* ВОПРОСЫ ПО ТЕКСТУ
1. Какими доводами, согласно отрывку об Ольге Каминской, она ответила на предложение юноши? Изложите их в одном–трех предложениях.
2. Ответьте на вопросы по отрывку об Ольге Каминской:
(a) На сколько лет Ольга была старше юноши?
(b) Где она жила некоторое время до возвращения в Россию?
(c) Сколько лет было ее дочери?
3. Допишите продолжение отрывка об Ольге Каминской, начав сразу после его последнего предложения.

═══ ИЗУЧАЕМЫЙ ТЕКСТ ═══

Вскоре с той же горячностью он забудет о своих метафизических переживаниях, чтобы влюбиться в замужнюю женщину, Ольгу Каминскую, которая была на десять лет старше его, жила некоторое время в Париже среди эмигрантов, прежде чем вернуться в Россию, и была матерью прелестной четырехлетней девочки. Без сомнения, в это время он уже не был девственником, но что значили эти жалкие утехи с порочными созданиями рядом с неодолимым желанием, которое овладело теперь? «Мучительно трудно было мне сдерживать эту страсть, – она уже физически сжигала и обессиливала меня. Для меня было бы лучше, будь я проще, грубее, но – я верил, что отношения к женщине не ограничиваются тем актом физиологического слияния, который я знал в его нищенски грубой, животно простой форме, – этот акт внушал мне почти отвращение, несмотря на то, что я был сильный, довольно чувственный юноша и обладал легко возбудимым воображением».[21] Как ни странно, дама его грез призналась ему, что он ей небезразличен. В скором времени он в порыве страсти сделал ей предложение. Ольга сочла его сумасшедшим, указала на разницу в возрасте, на то, в какое отчаяние придет ее муж, если она бросит его, и под конец посоветовала своему юному воздыхателю больше не искать встреч с ней.

═══ БЛОК ДАННЫХ ═══

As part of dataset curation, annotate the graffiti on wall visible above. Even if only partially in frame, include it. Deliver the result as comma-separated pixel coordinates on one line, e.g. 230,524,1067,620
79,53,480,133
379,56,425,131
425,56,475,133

═══

* ОТВЕТЫ К ЗАДАНИЯМ
1. Ольга сочла юношу сумасшедшим и указала на разницу в возрасте. Она также сказала, в какое отчаяние придет ее муж, если она его бросит, и в итоге посоветовала больше не искать встреч с ней.

2.
(a) На десять лет.
(b) В Париже, среди эмигрантов.
(c) Четыре года.

3.
«Полубольной, в состоянии, близком безумию», Алексей решил бежать из этого города, от этой женщины, о которой напрасно мечтал, подальше от интеллектуалов-революционеров, разглагольствования которых разочаровывали его, и ото всего своего прошлого неудачника в любви, в литературе и в политике. Только долгое путешествие по Руси, без конкретной цели, могло, как он думал, смыть из его души всю грязь, скопившуюся с детства. В двадцать три года он как никогда испытывал потребность видеть, дышать, понять русский народ, не книжный русский народ, а тот, который трудился и страдал на земле своих предков. В апреле 1891 года он сложил пожитки в холщовую суму и пешком ушел из Нижнего Новгорода, чтобы найти свою страну, своих братьев, свое призвание.
Глава 7
Максим Горький
Когда Алексей покинул город, нежное весеннее солнце растопило снега в полях и на берегах реки. Дорога шла грязная. Он двигался пешком по высокому берегу Волги, оборачиваясь иногда, чтобы посмотреть, не шпионит ли за ним кто-то из полицейских осведомителей. Но нет, никого, похоже, его уход не волновал. Дальше он сел на судно, на котором добрался до Царицына. Отсюда он на поезде доехал до Филонова, чтобы навестить своего друга телеграфиста Юрина, бывшего члена «кружка самообразования», вместе с которым он надеялся когда-то создать «крестьянскую колонию» по типу толстовской.